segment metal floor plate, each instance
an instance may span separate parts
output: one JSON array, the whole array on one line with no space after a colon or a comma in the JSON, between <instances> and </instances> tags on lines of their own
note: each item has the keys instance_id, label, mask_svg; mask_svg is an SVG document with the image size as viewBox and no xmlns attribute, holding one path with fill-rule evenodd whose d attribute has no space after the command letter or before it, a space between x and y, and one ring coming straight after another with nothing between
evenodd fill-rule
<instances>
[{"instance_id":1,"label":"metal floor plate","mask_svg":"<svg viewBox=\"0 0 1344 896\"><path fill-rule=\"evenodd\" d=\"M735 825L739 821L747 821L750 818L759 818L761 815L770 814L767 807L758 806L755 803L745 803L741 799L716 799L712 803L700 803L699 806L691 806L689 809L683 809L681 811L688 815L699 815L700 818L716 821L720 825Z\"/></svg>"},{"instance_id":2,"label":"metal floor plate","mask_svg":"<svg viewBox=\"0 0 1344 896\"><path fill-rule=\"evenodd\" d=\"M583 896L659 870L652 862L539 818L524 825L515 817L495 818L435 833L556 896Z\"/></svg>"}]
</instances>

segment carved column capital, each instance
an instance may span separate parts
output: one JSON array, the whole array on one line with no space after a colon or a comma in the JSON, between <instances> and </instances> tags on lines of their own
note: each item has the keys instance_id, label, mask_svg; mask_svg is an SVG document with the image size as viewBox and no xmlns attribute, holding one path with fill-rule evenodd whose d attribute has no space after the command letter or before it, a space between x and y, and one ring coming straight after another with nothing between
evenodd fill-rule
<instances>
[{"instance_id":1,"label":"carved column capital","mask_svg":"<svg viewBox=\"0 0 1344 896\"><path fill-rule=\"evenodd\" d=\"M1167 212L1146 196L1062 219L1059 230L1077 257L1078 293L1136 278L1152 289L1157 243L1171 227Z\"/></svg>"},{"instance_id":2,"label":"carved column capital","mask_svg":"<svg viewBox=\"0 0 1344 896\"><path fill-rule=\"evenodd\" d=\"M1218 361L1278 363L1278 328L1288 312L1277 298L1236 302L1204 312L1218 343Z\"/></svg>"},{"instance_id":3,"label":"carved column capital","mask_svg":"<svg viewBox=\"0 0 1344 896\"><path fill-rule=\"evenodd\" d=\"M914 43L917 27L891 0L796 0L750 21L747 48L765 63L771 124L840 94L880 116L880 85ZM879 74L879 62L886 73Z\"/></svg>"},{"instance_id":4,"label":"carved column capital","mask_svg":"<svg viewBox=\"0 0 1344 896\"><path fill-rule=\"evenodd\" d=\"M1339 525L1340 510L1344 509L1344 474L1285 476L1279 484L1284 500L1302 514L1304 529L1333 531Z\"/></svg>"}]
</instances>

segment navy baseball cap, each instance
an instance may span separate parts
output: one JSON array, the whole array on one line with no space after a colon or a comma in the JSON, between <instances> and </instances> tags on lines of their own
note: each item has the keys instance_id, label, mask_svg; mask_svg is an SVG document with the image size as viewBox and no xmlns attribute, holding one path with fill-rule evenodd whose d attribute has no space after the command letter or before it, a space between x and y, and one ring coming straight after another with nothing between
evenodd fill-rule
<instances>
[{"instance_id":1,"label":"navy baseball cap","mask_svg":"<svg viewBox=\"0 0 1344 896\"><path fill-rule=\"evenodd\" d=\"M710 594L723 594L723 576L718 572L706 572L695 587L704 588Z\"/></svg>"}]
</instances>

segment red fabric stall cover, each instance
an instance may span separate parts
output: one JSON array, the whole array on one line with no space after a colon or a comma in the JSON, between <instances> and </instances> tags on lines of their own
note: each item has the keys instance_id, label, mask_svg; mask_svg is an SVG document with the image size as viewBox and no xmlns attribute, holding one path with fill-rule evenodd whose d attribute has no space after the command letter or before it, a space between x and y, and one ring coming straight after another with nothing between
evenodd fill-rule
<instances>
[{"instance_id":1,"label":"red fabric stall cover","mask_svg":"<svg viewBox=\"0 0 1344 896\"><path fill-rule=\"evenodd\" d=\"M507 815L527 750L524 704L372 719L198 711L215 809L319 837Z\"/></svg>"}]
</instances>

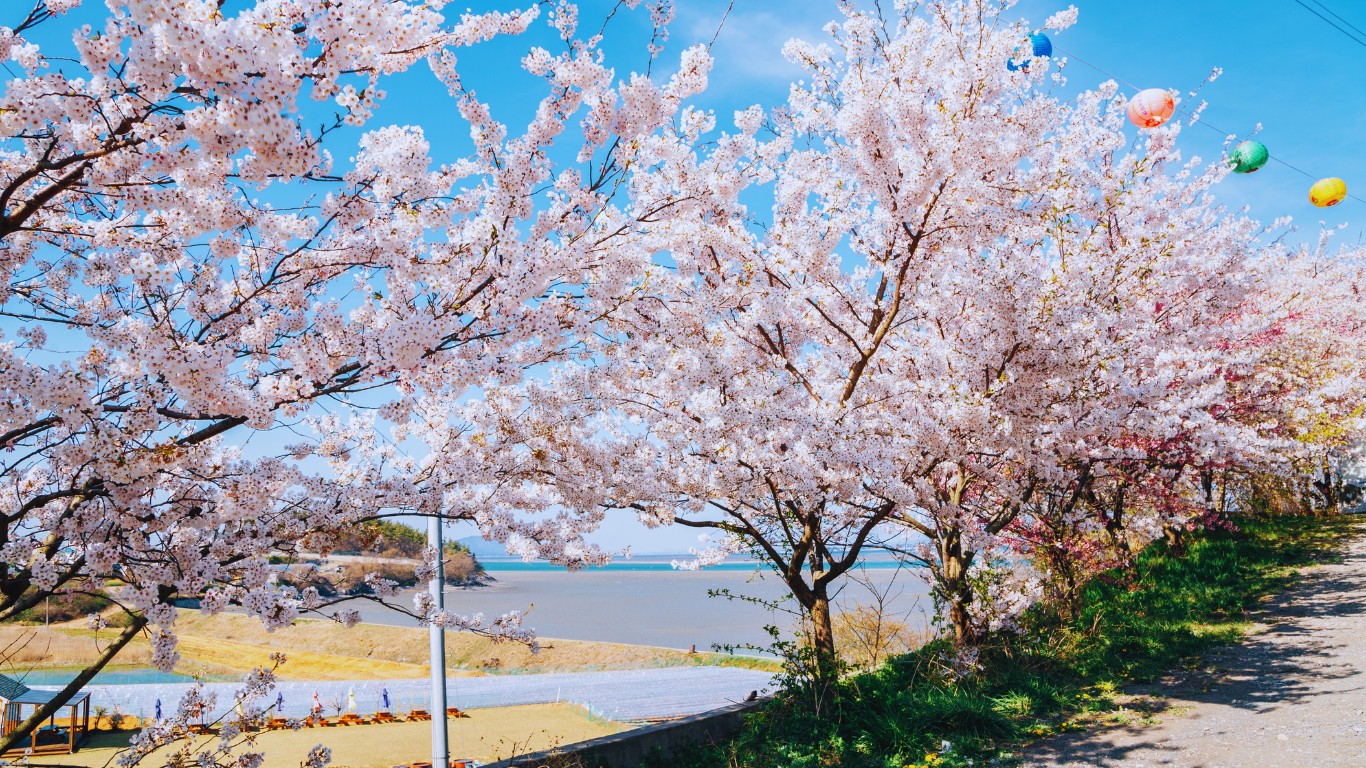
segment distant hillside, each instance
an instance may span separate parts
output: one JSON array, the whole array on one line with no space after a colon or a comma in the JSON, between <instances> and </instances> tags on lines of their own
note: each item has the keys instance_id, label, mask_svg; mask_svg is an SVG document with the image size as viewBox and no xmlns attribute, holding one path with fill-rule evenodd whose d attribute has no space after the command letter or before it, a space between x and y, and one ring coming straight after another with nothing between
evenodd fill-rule
<instances>
[{"instance_id":1,"label":"distant hillside","mask_svg":"<svg viewBox=\"0 0 1366 768\"><path fill-rule=\"evenodd\" d=\"M475 558L507 558L508 551L497 541L489 541L481 536L466 536L456 541L460 547L473 552Z\"/></svg>"},{"instance_id":2,"label":"distant hillside","mask_svg":"<svg viewBox=\"0 0 1366 768\"><path fill-rule=\"evenodd\" d=\"M392 521L372 521L332 536L332 552L337 555L418 559L423 549L426 549L426 533ZM474 555L460 541L447 541L445 552Z\"/></svg>"}]
</instances>

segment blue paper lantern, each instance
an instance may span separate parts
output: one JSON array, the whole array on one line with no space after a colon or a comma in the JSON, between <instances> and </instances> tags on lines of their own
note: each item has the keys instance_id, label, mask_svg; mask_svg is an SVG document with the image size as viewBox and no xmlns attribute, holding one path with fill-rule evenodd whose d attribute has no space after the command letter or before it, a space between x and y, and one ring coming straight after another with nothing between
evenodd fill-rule
<instances>
[{"instance_id":1,"label":"blue paper lantern","mask_svg":"<svg viewBox=\"0 0 1366 768\"><path fill-rule=\"evenodd\" d=\"M1046 34L1035 31L1029 36L1030 45L1034 46L1034 57L1052 56L1053 55L1053 41L1048 38Z\"/></svg>"}]
</instances>

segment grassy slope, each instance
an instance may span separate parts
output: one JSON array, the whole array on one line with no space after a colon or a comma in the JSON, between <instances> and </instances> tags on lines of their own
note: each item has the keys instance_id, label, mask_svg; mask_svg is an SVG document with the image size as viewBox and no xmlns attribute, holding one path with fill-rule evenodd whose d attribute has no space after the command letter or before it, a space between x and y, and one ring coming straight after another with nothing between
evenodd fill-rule
<instances>
[{"instance_id":1,"label":"grassy slope","mask_svg":"<svg viewBox=\"0 0 1366 768\"><path fill-rule=\"evenodd\" d=\"M5 630L8 627L0 627ZM42 627L23 627L31 633ZM41 666L72 667L93 657L96 644L90 631L79 625L48 631L67 652L49 655ZM108 630L105 630L108 631ZM346 629L333 622L301 620L292 627L266 631L261 622L242 615L206 616L182 611L176 620L180 635L182 664L186 672L243 672L268 666L273 652L284 652L288 661L280 668L284 679L388 679L426 675L428 633L411 627L361 625ZM452 671L479 672L560 672L591 670L630 670L691 664L725 664L772 668L768 660L728 657L717 653L686 653L668 648L546 640L540 653L526 646L475 637L469 633L447 634L447 664ZM83 652L83 653L82 653ZM145 663L149 657L145 640L138 640L117 659L119 663Z\"/></svg>"},{"instance_id":2,"label":"grassy slope","mask_svg":"<svg viewBox=\"0 0 1366 768\"><path fill-rule=\"evenodd\" d=\"M1097 579L1075 620L1033 616L1030 635L984 652L977 679L953 682L944 672L947 648L933 644L850 678L832 711L775 701L738 738L694 753L687 765L981 765L1057 730L1085 728L1123 701L1121 686L1236 642L1249 611L1292 584L1300 566L1335 559L1355 530L1350 518L1239 525L1194 536L1184 558L1149 548L1132 588ZM941 741L955 745L951 753L937 754Z\"/></svg>"}]
</instances>

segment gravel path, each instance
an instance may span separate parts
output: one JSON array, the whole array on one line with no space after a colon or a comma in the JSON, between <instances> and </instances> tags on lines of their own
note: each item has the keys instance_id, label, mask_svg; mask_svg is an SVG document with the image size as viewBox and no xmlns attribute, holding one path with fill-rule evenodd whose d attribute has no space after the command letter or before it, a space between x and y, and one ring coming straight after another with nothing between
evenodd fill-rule
<instances>
[{"instance_id":1,"label":"gravel path","mask_svg":"<svg viewBox=\"0 0 1366 768\"><path fill-rule=\"evenodd\" d=\"M1037 768L1366 765L1366 538L1272 599L1242 645L1131 690L1131 724L1029 749Z\"/></svg>"},{"instance_id":2,"label":"gravel path","mask_svg":"<svg viewBox=\"0 0 1366 768\"><path fill-rule=\"evenodd\" d=\"M568 701L590 709L608 720L630 722L656 717L695 715L709 709L743 701L753 690L769 687L773 675L735 667L663 667L653 670L622 670L609 672L553 672L537 675L488 675L449 678L447 700L452 707L475 709L482 707L512 707L516 704L548 704ZM51 686L34 686L51 689ZM238 683L206 683L217 694L214 715L232 709ZM381 707L382 691L389 691L395 711L425 708L426 679L406 681L281 681L277 686L284 697L281 713L303 717L313 707L313 693L328 708L333 701L346 702L354 693L357 711L362 715ZM117 707L128 715L150 717L160 700L164 712L176 708L190 686L186 683L107 685L87 686L93 707ZM265 705L275 702L275 694Z\"/></svg>"}]
</instances>

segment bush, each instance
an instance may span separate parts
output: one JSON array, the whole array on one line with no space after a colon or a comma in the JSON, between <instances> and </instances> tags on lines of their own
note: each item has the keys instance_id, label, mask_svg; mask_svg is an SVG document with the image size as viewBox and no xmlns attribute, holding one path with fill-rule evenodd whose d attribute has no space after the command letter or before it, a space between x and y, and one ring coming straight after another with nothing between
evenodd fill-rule
<instances>
[{"instance_id":1,"label":"bush","mask_svg":"<svg viewBox=\"0 0 1366 768\"><path fill-rule=\"evenodd\" d=\"M997 637L974 664L937 640L846 678L825 712L780 694L729 741L668 765L899 768L930 756L945 768L981 765L1083 727L1087 713L1115 707L1121 686L1236 641L1244 612L1285 589L1296 567L1336 556L1352 521L1279 515L1238 526L1191 534L1183 556L1165 543L1149 547L1132 581L1102 574L1083 588L1075 619L1035 609L1023 634ZM940 754L945 741L952 750Z\"/></svg>"},{"instance_id":2,"label":"bush","mask_svg":"<svg viewBox=\"0 0 1366 768\"><path fill-rule=\"evenodd\" d=\"M74 594L53 594L33 608L15 614L15 620L36 625L46 622L70 622L74 619L83 619L90 614L100 614L111 605L113 605L113 601L102 594L87 594L83 592Z\"/></svg>"}]
</instances>

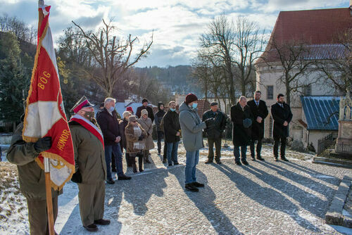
* * * * * * *
● What is being asked: Identify each line in the material above that contains the string "fabric" and copy those lines out. Case counts.

● Answer to this problem:
segment red fabric stall cover, each instance
[{"instance_id":1,"label":"red fabric stall cover","mask_svg":"<svg viewBox=\"0 0 1344 896\"><path fill-rule=\"evenodd\" d=\"M507 815L527 750L524 704L372 719L198 711L215 809L319 837Z\"/></svg>"}]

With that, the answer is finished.